§ **What the task asks**: Your copy should match the entries exactly, except that it holds no pictures.

(Extracted records)

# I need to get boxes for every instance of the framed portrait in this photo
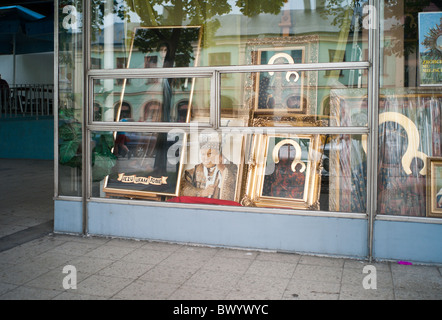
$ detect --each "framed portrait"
[427,157,442,218]
[245,35,319,117]
[244,134,325,210]
[114,25,203,123]
[103,132,187,199]
[179,132,246,203]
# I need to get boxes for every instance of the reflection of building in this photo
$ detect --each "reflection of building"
[54,0,442,265]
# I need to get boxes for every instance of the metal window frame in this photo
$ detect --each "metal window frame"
[54,0,442,263]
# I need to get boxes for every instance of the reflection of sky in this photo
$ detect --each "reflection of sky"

§ **Task answer**:
# I need to get boxes for every instance of the framed portrait in this photo
$ detect --each "framed portrait"
[427,157,442,218]
[245,35,319,117]
[244,134,325,210]
[114,25,203,123]
[103,132,187,199]
[179,132,246,203]
# I need to get boxes for every instance of the reflection of building in this photo
$ detect --each "reflection of building"
[54,0,442,265]
# I need to get boxes for every instance of the metal window frame in this photo
$ detect --each "metal window frame"
[54,0,442,263]
# I need to get boxes for every instance of the reflection of sky in this photo
$ detect --each "reflection of sky"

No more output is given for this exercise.